Task statement -> Copy the records below, from the line containing "Could you please outline every instance of the night" through the last line; leave out pictures.

Region labeling items
::::
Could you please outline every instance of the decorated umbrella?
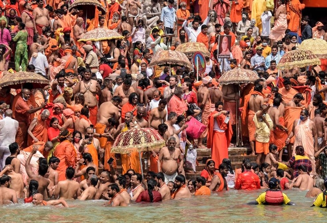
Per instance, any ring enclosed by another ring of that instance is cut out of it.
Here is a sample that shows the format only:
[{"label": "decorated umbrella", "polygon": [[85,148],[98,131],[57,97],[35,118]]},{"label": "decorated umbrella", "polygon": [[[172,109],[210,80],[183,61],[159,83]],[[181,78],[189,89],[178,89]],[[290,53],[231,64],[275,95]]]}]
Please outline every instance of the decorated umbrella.
[{"label": "decorated umbrella", "polygon": [[82,35],[79,42],[101,41],[114,39],[123,39],[123,36],[117,32],[103,28],[97,28]]},{"label": "decorated umbrella", "polygon": [[254,83],[259,77],[251,70],[237,68],[224,73],[219,79],[221,85]]},{"label": "decorated umbrella", "polygon": [[49,81],[43,76],[31,72],[19,71],[10,73],[4,71],[3,77],[0,79],[0,87],[8,87],[19,89],[23,84],[33,84],[34,88],[43,88],[49,84]]},{"label": "decorated umbrella", "polygon": [[106,8],[97,0],[76,0],[69,6],[69,10],[72,8],[82,8],[86,15],[85,21],[86,22],[88,18],[94,17],[96,7],[102,11],[103,14],[106,12]]},{"label": "decorated umbrella", "polygon": [[[258,74],[251,70],[241,69],[239,65],[238,68],[228,70],[224,73],[219,79],[219,83],[221,85],[254,84],[256,80],[259,78]],[[240,95],[239,91],[238,96]],[[239,100],[236,100],[236,145],[238,146],[238,139],[242,140],[242,128],[239,118],[238,108],[239,108]],[[243,144],[242,144],[243,145]]]},{"label": "decorated umbrella", "polygon": [[139,152],[140,165],[142,177],[143,168],[142,166],[141,152],[149,151],[165,146],[164,140],[155,129],[149,128],[134,127],[119,134],[112,145],[112,153],[126,154],[133,150]]},{"label": "decorated umbrella", "polygon": [[157,51],[152,57],[149,66],[167,66],[170,67],[173,66],[186,66],[192,68],[192,64],[186,55],[182,53],[176,51]]},{"label": "decorated umbrella", "polygon": [[210,57],[210,53],[202,43],[190,42],[180,44],[176,48],[175,51],[182,52],[187,56],[193,56],[195,52],[201,52],[205,56]]},{"label": "decorated umbrella", "polygon": [[327,58],[327,42],[321,39],[304,40],[299,46],[299,49],[310,51],[320,59]]},{"label": "decorated umbrella", "polygon": [[278,69],[292,69],[294,67],[320,65],[320,60],[310,51],[295,50],[288,51],[281,57],[277,64]]}]

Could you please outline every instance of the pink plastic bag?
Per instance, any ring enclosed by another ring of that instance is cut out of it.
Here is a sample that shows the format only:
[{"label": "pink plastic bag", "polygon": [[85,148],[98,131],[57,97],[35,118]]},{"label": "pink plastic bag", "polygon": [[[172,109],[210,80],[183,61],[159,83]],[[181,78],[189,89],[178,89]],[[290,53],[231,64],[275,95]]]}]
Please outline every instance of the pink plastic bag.
[{"label": "pink plastic bag", "polygon": [[207,128],[206,125],[193,117],[186,122],[186,124],[188,125],[188,127],[186,128],[186,134],[193,139],[199,138]]}]

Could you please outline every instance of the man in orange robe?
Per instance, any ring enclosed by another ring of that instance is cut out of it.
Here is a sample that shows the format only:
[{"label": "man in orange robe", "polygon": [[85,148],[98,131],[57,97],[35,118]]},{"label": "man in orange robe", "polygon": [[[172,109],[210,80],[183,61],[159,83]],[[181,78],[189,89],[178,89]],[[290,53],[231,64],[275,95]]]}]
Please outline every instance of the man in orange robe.
[{"label": "man in orange robe", "polygon": [[230,115],[222,111],[223,107],[222,102],[216,103],[216,111],[210,114],[208,126],[207,147],[211,148],[211,158],[217,168],[224,158],[228,158],[228,147],[233,135],[230,121],[225,122]]},{"label": "man in orange robe", "polygon": [[29,146],[36,142],[48,141],[46,120],[50,115],[49,111],[46,109],[33,119],[27,130],[27,145]]},{"label": "man in orange robe", "polygon": [[300,20],[302,17],[302,10],[305,7],[305,4],[301,4],[299,0],[290,0],[286,4],[286,19],[288,28],[291,32],[301,35]]},{"label": "man in orange robe", "polygon": [[207,49],[209,48],[209,38],[207,35],[208,31],[208,26],[207,25],[202,25],[201,26],[201,32],[199,34],[196,38],[197,43],[202,43],[206,46]]},{"label": "man in orange robe", "polygon": [[59,135],[61,143],[54,150],[54,155],[60,160],[60,163],[55,170],[58,172],[58,181],[66,179],[66,169],[69,167],[75,167],[76,153],[71,143],[71,133],[68,130],[63,130]]}]

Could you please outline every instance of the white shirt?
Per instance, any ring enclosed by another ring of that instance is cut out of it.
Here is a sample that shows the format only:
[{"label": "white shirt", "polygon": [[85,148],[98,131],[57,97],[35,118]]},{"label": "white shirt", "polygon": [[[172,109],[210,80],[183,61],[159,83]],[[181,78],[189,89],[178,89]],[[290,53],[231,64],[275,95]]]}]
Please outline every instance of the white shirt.
[{"label": "white shirt", "polygon": [[18,122],[10,117],[0,120],[0,147],[7,147],[15,142]]}]

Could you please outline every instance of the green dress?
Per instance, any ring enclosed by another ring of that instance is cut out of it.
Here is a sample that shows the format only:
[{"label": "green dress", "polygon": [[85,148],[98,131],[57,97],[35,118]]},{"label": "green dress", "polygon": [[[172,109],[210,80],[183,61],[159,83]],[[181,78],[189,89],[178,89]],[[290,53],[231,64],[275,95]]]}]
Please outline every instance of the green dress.
[{"label": "green dress", "polygon": [[15,69],[16,71],[19,71],[19,66],[22,66],[23,71],[26,71],[28,64],[27,55],[27,32],[20,31],[12,39],[12,41],[17,42],[16,52],[15,53]]}]

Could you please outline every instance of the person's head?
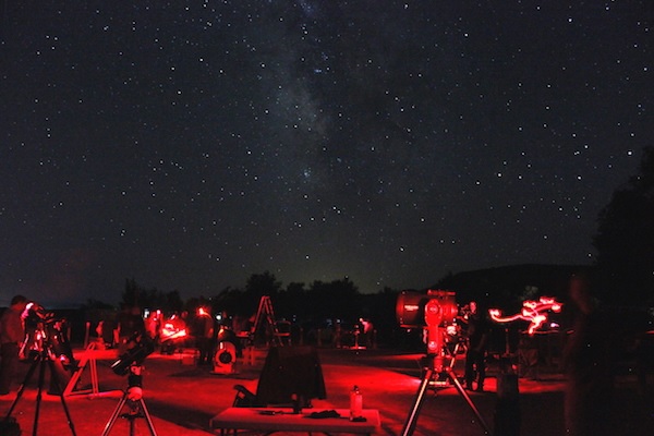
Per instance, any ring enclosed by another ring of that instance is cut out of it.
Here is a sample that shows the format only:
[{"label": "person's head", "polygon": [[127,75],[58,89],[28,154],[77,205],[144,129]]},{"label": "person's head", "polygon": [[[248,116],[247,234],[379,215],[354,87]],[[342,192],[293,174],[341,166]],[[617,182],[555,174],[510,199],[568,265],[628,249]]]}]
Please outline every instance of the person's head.
[{"label": "person's head", "polygon": [[477,311],[476,301],[471,301],[470,302],[470,313],[476,314],[476,311]]}]

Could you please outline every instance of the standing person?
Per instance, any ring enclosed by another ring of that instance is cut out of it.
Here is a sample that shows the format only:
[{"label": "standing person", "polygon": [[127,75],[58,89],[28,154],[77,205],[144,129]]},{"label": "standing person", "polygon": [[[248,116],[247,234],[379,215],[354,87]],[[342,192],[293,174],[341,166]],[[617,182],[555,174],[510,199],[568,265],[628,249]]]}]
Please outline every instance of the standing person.
[{"label": "standing person", "polygon": [[473,390],[476,378],[476,389],[484,390],[486,378],[486,347],[488,344],[488,322],[481,314],[476,302],[470,302],[468,315],[468,352],[465,353],[465,388]]},{"label": "standing person", "polygon": [[10,307],[0,317],[0,395],[8,395],[12,378],[15,376],[19,365],[19,350],[25,338],[25,326],[23,324],[23,312],[27,307],[27,299],[15,295],[11,299]]},{"label": "standing person", "polygon": [[573,276],[569,291],[579,313],[564,350],[566,431],[570,436],[614,435],[610,323],[584,277]]},{"label": "standing person", "polygon": [[214,317],[211,316],[211,311],[208,307],[198,307],[197,308],[197,336],[196,336],[196,346],[199,352],[199,359],[197,361],[198,365],[208,365],[211,363],[214,359],[214,344],[216,337],[216,328],[214,325]]}]

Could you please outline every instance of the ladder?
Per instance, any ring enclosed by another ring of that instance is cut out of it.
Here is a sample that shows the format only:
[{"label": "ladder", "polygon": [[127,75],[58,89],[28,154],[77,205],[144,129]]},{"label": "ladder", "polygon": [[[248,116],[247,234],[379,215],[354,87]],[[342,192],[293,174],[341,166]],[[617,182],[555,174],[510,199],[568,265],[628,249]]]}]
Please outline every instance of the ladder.
[{"label": "ladder", "polygon": [[266,323],[268,325],[275,343],[277,346],[282,347],[283,342],[281,341],[279,330],[277,329],[277,322],[275,320],[275,311],[272,310],[272,302],[270,301],[270,296],[268,295],[263,295],[259,300],[259,306],[256,311],[256,319],[254,320],[254,329],[252,330],[253,334],[256,334],[256,331],[263,323]]}]

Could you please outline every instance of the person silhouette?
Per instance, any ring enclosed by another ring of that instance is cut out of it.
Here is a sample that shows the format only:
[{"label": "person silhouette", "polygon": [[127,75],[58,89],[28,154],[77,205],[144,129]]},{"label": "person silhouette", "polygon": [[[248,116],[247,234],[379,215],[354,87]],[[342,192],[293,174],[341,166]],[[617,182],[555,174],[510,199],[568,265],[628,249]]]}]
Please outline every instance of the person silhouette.
[{"label": "person silhouette", "polygon": [[566,432],[570,436],[614,435],[610,323],[598,310],[586,277],[573,276],[569,293],[579,313],[564,349]]}]

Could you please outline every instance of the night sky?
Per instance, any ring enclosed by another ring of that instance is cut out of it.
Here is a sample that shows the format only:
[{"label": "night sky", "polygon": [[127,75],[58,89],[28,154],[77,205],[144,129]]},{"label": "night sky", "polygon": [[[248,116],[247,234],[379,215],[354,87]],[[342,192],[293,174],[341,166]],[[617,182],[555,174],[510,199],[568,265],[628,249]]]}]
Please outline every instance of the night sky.
[{"label": "night sky", "polygon": [[0,305],[591,264],[653,145],[651,0],[1,13]]}]

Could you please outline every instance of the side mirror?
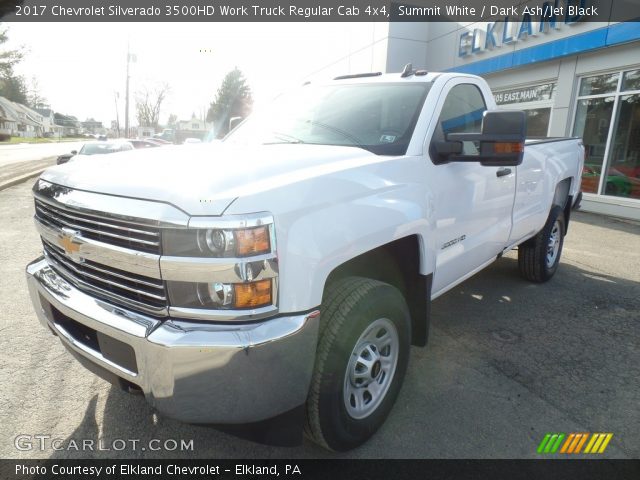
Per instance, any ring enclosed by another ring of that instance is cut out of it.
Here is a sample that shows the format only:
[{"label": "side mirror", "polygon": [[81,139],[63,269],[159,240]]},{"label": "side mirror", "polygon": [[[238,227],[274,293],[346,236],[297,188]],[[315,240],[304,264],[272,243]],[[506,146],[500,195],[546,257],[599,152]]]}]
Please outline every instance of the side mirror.
[{"label": "side mirror", "polygon": [[244,118],[242,118],[242,117],[231,117],[229,119],[229,131],[233,130],[238,125],[240,125],[243,120],[244,120]]},{"label": "side mirror", "polygon": [[[487,167],[515,167],[522,163],[524,157],[526,132],[527,117],[524,112],[487,111],[482,117],[482,133],[449,133],[446,142],[434,142],[433,148],[442,162],[480,162]],[[463,153],[462,142],[479,144],[478,153]],[[443,143],[457,146],[445,147]]]}]

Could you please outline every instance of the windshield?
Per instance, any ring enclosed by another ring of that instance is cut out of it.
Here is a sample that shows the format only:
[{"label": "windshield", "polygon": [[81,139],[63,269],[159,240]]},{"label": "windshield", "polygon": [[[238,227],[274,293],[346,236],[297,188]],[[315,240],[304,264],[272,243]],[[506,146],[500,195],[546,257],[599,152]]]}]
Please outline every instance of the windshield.
[{"label": "windshield", "polygon": [[80,149],[80,155],[96,155],[99,153],[113,153],[120,150],[117,143],[86,143]]},{"label": "windshield", "polygon": [[404,155],[430,83],[305,86],[251,116],[225,142],[309,143]]}]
::::
Complete output ->
Could you please outline every instance of the night sky?
Per instance, any ring enclosed by another ring of that instance is cut out of it.
Here is a sample that shows the format only:
[{"label": "night sky", "polygon": [[127,75],[58,89],[28,154],[77,205],[144,129]]},{"label": "night sky", "polygon": [[[248,116],[247,234],[379,215],[354,87]],[[342,192],[293,174],[341,166]],[[617,182],[555,174],[510,199],[568,265],[628,249]]]}]
Please outline every instance of the night sky.
[{"label": "night sky", "polygon": [[0,305],[591,264],[653,145],[651,0],[1,13]]}]

Could you please outline every instance of the side mirror?
Per instance, any ring enclosed by another ring of that instance is cut out of it.
Here is a sample that shows the format only:
[{"label": "side mirror", "polygon": [[81,139],[63,269],[159,240]]},{"label": "side mirror", "polygon": [[[238,227],[274,293],[346,236],[297,188]],[[315,240],[304,264],[272,243]],[[506,146],[500,195],[546,257],[599,152]]]}]
Please outline every instance of the side mirror.
[{"label": "side mirror", "polygon": [[244,118],[242,118],[242,117],[231,117],[229,119],[229,131],[233,130],[238,125],[240,125],[243,120],[244,120]]},{"label": "side mirror", "polygon": [[[487,167],[515,167],[522,163],[524,157],[526,132],[527,117],[524,112],[487,111],[482,117],[482,133],[449,133],[446,142],[434,142],[433,148],[442,162],[480,162]],[[463,153],[462,142],[479,144],[478,153]],[[443,143],[457,146],[445,147]]]}]

Could you please outline every instance of the windshield?
Per instance, any ring enclosed by another ring of that instance is cut out of it.
Here is a sample that shows the format only:
[{"label": "windshield", "polygon": [[81,139],[63,269],[159,240]]},{"label": "windshield", "polygon": [[[238,227],[274,293],[346,236],[297,188]],[[315,240],[304,264],[272,243]],[[506,146],[500,195],[546,257],[599,152]]]}]
Please outline every instance of the windshield.
[{"label": "windshield", "polygon": [[80,149],[80,155],[96,155],[99,153],[113,153],[120,150],[117,143],[86,143]]},{"label": "windshield", "polygon": [[404,155],[430,83],[305,86],[251,116],[225,142],[309,143]]}]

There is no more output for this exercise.